Or si l’association est démocratique, c’est parce qu’elle est de fait et de droit étrangère aux barrières fonctionnelles entre les citoyens qui la constituent ou y recourent. Victimes et non victimes, perpétrateur et témoins, acteurs du droit ou de tout autre spécialité, tous y sont d’abord concitoyens – et pour commencer, concitoyens de quartier en quartier. Là, l’égalité quotidienne dans le rapport au droit comme dans l’engagement pour le promouvoir ou le restaurer conditionnent et valorisent les différences individuelles infinies.  

            

Vécue, commensale, cette condition démocratique de la rencontre associative relativise peu à peu la condition de victime, affirme la primauté du juste[4] et de la justesse ; et elle permet de comprendre, pas à pas, comment ni la situation de victime ni l’asymétrie qu’elle engendre ne se substituent jamais à l’engagement paritaire et négocié face au crime de violence ou de maltraitance, qui abîme indistinctement, menaçant d’inégalité délétère profonde tout ce qu’il touche.

Contenu du listing.

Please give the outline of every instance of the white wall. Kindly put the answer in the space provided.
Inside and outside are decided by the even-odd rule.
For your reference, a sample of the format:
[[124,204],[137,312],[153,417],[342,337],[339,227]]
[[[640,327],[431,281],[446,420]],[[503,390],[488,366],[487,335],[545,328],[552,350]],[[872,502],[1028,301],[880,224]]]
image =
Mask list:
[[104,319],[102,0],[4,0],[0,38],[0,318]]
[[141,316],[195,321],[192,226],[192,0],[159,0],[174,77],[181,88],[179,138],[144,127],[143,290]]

Énoncé. Recopiez le passage du texte de "Or si l’association" à "différences individuelles infinies.", en substituant "compatriotes" à "concitoyens". Le listing est sans rapport avec le texte.

Corrigé.
Or si l’association est démocratique, c’est parce qu’elle est de fait et de droit étrangère aux barrières fonctionnelles entre les citoyens qui la constituent ou y recourent. Victimes et non victimes, perpétrateur et témoins, acteurs du droit ou de tout autre spécialité, tous y sont d’abord compatriotes – et pour commencer, compatriotes de quartier en quartier. Là, l’égalité quotidienne dans le rapport au droit comme dans l’engagement pour le promouvoir ou le restaurer conditionnent et valorisent les différences individuelles infinies.